Material to process —
↓↓↓

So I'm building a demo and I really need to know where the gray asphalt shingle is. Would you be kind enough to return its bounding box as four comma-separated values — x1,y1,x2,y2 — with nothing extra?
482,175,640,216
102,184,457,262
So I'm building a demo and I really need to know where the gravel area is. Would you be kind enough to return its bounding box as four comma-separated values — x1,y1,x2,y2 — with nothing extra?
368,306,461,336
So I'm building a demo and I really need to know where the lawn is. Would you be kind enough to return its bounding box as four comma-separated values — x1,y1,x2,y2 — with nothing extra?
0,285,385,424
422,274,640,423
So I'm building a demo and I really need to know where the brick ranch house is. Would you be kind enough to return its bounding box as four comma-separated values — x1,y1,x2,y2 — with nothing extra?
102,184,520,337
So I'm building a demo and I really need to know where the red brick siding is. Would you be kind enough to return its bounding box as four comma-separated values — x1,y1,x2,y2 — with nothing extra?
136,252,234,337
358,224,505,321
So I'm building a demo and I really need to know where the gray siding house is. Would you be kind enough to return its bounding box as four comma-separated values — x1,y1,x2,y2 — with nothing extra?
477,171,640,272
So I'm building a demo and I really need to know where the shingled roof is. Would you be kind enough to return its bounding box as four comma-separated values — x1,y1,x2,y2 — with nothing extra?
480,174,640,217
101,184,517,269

↑↑↑
↓↓↓

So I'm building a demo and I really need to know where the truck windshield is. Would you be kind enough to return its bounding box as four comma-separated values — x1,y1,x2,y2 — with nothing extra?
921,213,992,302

↑↑↑

Description of the task — Reproduce the material word for word, beginning at the line that contains "the gray asphalt" and stopping after the line that contains "102,184,520,337". Include both of those lines.

Output of the exercise —
So I'm building a demo and I really need to know where the gray asphalt shingle is. Would you be kind enough to return its bounding box as four comma-separated values — x1,y1,x2,y2 — with nothing extra?
482,175,640,216
102,184,457,262
So I'm building a demo and I really need to know where the gravel area is. Would you be kind enough to return its bounding box as four comma-separated values — x1,y1,x2,y2 — with nothing extra?
368,306,461,336
So I'm building a demo and I really need to know where the lawn is. Would you be kind enough to return its bounding box as four comma-separated values — x1,y1,x2,y2 — with nothing extra?
0,285,385,424
422,274,640,423
So I'm building a demo and I really need to know where the brick ranch house is. Would you be kind enough to return its bounding box as four comma-separated values — x1,y1,x2,y2 — with nothing extra?
102,184,520,337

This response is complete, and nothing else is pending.